* BEGIN Extracted data *

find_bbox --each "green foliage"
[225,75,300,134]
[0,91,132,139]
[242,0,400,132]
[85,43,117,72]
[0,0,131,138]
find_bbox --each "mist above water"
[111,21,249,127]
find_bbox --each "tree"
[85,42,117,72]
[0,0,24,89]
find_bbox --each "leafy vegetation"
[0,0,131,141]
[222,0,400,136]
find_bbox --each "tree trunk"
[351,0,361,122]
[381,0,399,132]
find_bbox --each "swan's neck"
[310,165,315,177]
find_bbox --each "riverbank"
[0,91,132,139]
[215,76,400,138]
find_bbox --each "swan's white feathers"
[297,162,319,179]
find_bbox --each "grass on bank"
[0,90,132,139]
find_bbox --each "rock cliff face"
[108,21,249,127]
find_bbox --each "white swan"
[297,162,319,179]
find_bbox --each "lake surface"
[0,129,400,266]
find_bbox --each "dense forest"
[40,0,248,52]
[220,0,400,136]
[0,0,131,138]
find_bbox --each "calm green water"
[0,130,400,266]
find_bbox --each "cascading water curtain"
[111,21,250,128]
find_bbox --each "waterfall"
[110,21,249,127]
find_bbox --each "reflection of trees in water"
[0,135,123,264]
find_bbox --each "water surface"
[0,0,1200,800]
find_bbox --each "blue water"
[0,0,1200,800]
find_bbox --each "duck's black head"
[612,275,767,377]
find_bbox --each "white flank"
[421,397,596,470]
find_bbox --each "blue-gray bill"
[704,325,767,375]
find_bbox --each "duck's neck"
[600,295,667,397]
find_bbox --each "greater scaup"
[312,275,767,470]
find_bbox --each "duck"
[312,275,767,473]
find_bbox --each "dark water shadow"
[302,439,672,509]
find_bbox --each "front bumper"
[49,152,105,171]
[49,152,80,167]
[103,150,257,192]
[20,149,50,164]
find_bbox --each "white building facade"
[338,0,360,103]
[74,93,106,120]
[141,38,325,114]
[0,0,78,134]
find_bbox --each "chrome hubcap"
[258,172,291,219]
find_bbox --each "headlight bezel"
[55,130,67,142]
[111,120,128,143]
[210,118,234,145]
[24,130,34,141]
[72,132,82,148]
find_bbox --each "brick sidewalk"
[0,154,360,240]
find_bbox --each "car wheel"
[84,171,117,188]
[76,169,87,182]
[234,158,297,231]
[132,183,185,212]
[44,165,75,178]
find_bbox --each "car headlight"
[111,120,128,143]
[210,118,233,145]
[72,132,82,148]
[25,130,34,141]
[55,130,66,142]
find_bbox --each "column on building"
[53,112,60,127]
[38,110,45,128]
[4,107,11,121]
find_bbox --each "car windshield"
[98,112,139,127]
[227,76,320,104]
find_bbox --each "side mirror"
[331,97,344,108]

* END Extracted data *

* **What you should do**:
Extract each line of the items that contains the word "green".

* **Exercise response**:
find_bbox --each "green foliage"
find_bbox --each "calm green water"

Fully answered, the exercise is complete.